_Provided data:_
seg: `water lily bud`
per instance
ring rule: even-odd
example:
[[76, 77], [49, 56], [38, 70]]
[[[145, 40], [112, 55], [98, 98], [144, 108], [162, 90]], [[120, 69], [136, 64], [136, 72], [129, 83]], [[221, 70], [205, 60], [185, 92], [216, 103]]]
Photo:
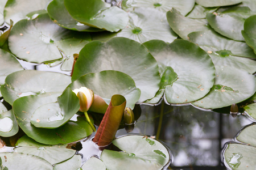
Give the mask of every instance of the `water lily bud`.
[[134, 114], [130, 108], [126, 108], [123, 112], [125, 124], [131, 124], [134, 122]]
[[230, 108], [230, 114], [233, 117], [236, 117], [238, 113], [238, 107], [236, 103], [232, 104]]
[[79, 111], [87, 112], [93, 102], [94, 94], [92, 90], [88, 89], [85, 87], [81, 87], [80, 88], [75, 89], [73, 92], [79, 99], [80, 104]]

_Required work:_
Put every line of the data above into a numbered list, skipping blank lines and leaving out the pictures.

_Task solution:_
1. seg: `water lily bud`
2. per instance
3. ring rule: even-odd
4. example:
5. [[76, 77], [49, 56], [38, 70]]
6. [[[145, 40], [112, 55], [98, 98], [144, 108], [162, 90]], [[120, 69], [136, 64], [136, 72], [129, 83]], [[221, 70], [205, 60], [185, 92], [216, 103]]]
7. Photo:
8. Give the mask of every instance of the `water lily bud`.
9. [[134, 114], [130, 108], [126, 108], [123, 112], [125, 124], [131, 124], [134, 122]]
10. [[230, 108], [230, 114], [233, 117], [236, 117], [238, 113], [238, 107], [236, 103], [232, 104]]
11. [[79, 111], [87, 112], [93, 102], [94, 94], [92, 90], [88, 89], [85, 87], [81, 87], [80, 88], [75, 89], [73, 92], [79, 99], [80, 104]]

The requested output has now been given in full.